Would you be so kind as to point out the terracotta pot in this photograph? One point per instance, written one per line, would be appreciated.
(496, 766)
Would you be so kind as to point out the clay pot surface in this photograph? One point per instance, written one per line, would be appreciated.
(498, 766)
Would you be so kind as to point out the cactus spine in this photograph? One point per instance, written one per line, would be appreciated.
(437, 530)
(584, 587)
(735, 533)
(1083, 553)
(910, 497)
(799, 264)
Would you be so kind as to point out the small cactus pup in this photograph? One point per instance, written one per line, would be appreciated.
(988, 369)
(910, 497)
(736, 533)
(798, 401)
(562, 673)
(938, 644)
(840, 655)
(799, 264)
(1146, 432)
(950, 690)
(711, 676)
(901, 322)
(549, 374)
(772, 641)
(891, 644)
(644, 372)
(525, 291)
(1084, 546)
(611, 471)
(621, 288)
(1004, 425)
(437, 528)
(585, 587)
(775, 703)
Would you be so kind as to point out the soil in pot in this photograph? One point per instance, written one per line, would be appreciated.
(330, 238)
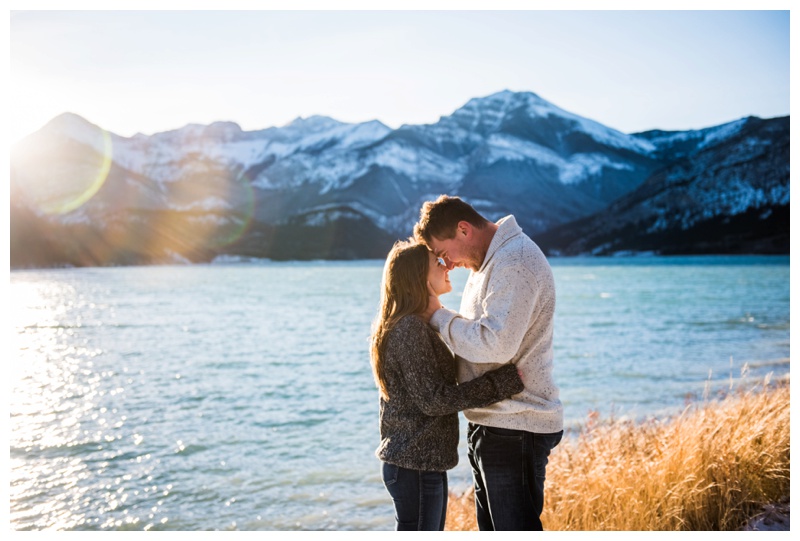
★ ★ ★
▶ **PROBLEM STATEMENT**
Copy all of the rows above word for word, omitting the picture.

▶ **FINAL ANSWER**
Would you be so kind as to point out the terracotta pot in this photograph? One point per instance, written one per line, would be appreciated.
(496, 766)
Would you be so kind as to point out the clay pot surface in this photograph? One point per instance, written one per line, would be appreciated.
(498, 766)
Would you be so kind as to point out the cactus spine in this photograph? One point per instance, written one per line, would be appreciated.
(437, 530)
(584, 587)
(735, 533)
(1083, 553)
(910, 497)
(799, 264)
Would you be so kind as to point out the small cactus pup in this photograph? One point per instance, written one per line, would be appreciated.
(988, 369)
(910, 497)
(736, 533)
(798, 401)
(562, 673)
(938, 644)
(840, 655)
(799, 264)
(1146, 432)
(950, 690)
(711, 676)
(901, 322)
(549, 374)
(772, 641)
(891, 644)
(644, 372)
(525, 291)
(1084, 546)
(611, 471)
(621, 288)
(1004, 425)
(437, 528)
(585, 587)
(775, 703)
Would you be so kind as to point out the soil in pot in this photograph? One point per instance, written one per line, would be appreciated.
(330, 238)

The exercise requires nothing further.